- The records -
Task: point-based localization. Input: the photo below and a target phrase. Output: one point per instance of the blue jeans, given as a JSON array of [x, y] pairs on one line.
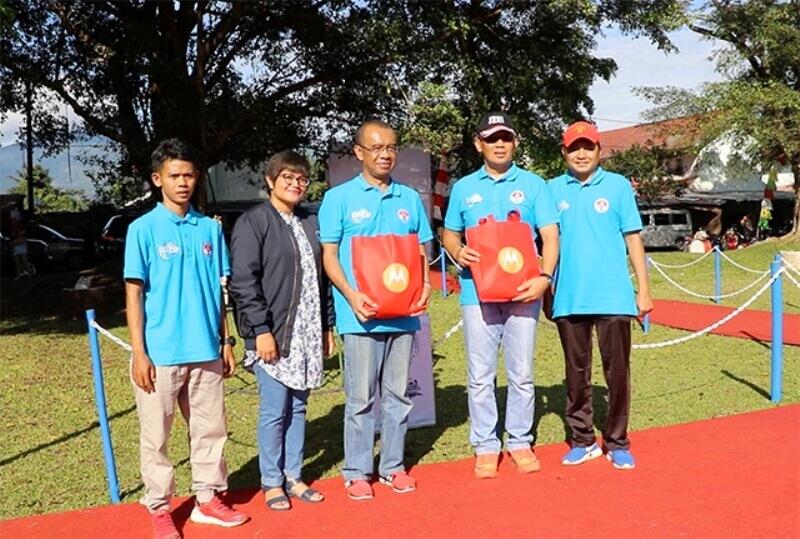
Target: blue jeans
[[486, 327], [369, 359], [281, 430]]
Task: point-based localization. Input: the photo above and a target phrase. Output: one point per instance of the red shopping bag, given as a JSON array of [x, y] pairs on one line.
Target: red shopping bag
[[508, 257], [388, 269]]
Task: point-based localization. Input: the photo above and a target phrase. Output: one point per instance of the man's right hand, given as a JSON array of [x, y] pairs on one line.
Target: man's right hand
[[143, 372], [362, 305], [467, 256]]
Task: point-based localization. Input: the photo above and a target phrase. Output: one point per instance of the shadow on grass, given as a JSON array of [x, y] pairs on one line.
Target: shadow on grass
[[761, 391], [71, 435], [56, 324]]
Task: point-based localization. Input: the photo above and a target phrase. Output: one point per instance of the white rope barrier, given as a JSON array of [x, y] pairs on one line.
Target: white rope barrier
[[708, 296], [715, 325], [681, 266], [111, 336], [729, 259], [449, 334], [791, 268], [791, 277]]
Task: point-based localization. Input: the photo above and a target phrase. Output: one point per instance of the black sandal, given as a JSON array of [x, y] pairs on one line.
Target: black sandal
[[273, 502], [306, 496]]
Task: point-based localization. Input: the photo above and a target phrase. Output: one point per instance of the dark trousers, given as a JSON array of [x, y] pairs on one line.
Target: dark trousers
[[614, 341]]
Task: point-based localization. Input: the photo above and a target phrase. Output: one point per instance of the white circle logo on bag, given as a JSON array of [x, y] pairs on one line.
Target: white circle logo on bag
[[396, 278], [510, 260]]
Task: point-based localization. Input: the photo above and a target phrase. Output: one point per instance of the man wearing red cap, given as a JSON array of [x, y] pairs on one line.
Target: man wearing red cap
[[599, 223], [498, 188]]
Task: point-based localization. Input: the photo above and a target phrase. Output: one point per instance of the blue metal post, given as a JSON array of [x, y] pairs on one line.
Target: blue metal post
[[102, 413], [443, 269], [717, 275], [646, 321], [776, 376]]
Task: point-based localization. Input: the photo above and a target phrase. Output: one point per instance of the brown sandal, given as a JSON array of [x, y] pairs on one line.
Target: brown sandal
[[486, 465], [524, 460]]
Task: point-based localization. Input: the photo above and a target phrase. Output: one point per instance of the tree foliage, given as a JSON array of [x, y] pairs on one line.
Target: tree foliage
[[47, 197], [758, 105], [652, 170], [244, 79]]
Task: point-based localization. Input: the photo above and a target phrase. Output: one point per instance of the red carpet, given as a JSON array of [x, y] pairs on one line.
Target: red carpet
[[736, 476], [749, 324]]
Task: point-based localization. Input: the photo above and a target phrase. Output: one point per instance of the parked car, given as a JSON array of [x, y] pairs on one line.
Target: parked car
[[666, 228], [112, 240], [61, 250], [38, 255]]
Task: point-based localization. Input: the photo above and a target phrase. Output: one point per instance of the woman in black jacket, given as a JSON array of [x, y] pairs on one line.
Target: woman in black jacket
[[284, 313]]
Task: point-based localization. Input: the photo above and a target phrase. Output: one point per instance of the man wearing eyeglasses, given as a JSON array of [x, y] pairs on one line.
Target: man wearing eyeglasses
[[498, 188], [599, 222], [376, 351]]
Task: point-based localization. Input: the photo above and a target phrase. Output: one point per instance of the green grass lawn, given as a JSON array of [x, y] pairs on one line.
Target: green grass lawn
[[51, 455]]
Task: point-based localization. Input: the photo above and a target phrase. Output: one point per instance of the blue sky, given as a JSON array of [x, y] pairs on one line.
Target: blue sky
[[639, 64]]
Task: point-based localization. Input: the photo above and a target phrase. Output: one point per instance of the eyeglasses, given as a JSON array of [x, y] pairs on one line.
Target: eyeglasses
[[391, 149], [290, 179], [505, 136], [586, 145]]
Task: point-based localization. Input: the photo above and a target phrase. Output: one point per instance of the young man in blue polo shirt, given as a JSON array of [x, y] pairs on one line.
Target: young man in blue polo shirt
[[593, 290], [174, 261], [498, 188], [375, 351]]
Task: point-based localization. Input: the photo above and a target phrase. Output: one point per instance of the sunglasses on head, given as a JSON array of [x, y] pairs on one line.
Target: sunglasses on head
[[505, 136]]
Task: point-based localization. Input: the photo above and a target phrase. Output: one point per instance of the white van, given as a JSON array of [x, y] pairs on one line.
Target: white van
[[666, 227]]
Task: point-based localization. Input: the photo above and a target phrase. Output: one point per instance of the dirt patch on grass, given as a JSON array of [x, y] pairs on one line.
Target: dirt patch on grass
[[54, 294]]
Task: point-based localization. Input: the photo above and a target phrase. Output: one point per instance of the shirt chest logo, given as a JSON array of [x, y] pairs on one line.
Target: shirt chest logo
[[360, 216], [473, 200], [168, 250]]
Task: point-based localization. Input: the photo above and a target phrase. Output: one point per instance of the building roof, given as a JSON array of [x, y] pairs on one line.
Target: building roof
[[673, 134]]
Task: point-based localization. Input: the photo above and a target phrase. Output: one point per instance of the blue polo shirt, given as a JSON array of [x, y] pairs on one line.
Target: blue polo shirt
[[478, 195], [593, 273], [356, 208], [180, 261]]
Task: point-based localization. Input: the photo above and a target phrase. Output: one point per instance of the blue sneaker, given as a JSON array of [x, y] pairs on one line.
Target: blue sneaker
[[579, 455], [621, 459]]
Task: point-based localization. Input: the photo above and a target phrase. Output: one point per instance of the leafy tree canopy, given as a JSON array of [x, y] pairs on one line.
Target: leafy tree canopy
[[47, 197], [758, 105], [244, 79]]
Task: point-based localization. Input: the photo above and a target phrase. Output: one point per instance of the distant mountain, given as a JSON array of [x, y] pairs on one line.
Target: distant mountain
[[66, 170]]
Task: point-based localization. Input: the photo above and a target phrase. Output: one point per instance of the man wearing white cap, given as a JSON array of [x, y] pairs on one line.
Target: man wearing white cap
[[498, 188], [599, 223]]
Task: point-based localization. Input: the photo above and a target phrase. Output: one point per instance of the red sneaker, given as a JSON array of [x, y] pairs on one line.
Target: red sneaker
[[217, 513], [163, 527], [400, 482]]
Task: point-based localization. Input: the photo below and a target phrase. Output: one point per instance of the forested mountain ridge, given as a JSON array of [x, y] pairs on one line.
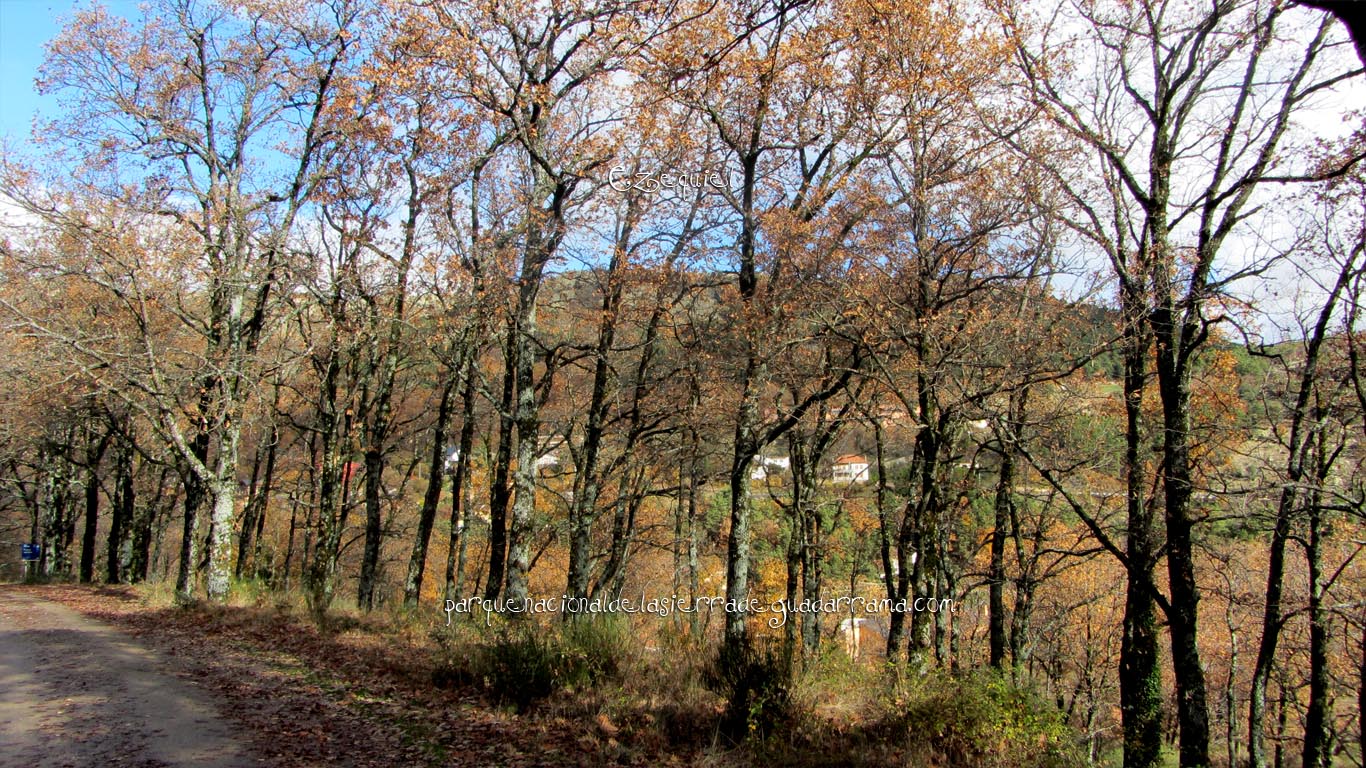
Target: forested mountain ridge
[[525, 310]]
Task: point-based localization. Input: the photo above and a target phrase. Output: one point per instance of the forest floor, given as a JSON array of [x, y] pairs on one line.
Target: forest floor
[[94, 675]]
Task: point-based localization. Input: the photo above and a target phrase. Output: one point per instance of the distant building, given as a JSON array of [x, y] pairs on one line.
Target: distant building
[[848, 469]]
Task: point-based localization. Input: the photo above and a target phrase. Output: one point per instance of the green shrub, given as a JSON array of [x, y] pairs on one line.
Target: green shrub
[[757, 685], [984, 719], [518, 667], [523, 663]]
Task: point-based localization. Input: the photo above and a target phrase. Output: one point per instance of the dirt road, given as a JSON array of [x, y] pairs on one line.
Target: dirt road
[[78, 693]]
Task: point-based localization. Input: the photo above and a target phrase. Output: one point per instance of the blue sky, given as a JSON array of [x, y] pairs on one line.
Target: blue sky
[[25, 26]]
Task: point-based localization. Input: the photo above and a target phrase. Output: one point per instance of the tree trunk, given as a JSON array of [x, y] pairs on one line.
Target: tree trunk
[[94, 454], [123, 513], [459, 484], [430, 499], [1139, 671], [500, 494]]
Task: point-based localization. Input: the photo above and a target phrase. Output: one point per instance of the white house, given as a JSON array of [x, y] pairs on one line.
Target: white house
[[863, 637], [848, 469]]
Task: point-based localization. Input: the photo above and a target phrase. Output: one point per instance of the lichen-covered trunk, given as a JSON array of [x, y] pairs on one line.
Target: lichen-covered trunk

- What you need to do -
Exactly reproduce the lines that run from the line with "tree trunk, given" through the last line of the records, inclusive.

- Response below -
Task: point-based localization. Input: the photo above and a target phrase. Output: one point per instance of the tree trunk, given as a JSON array of [x, y] pairs on one line.
Target: tree trunk
[[94, 454], [123, 513], [459, 484], [430, 499], [1139, 671], [500, 494]]
Task: point-based localization. Input: the photo above and a target phrase. Output: one point per instance of the white house, given as a JSON array of [x, y] pairs on one line.
Target: white house
[[863, 637], [848, 469]]
Task: point-based localization. Input: the photo above and a target phrase. Output: one point per instance of the lichen-covered trunk, given as a JSON array of [x, y] pairs on one line.
Target: lichen-covered trunk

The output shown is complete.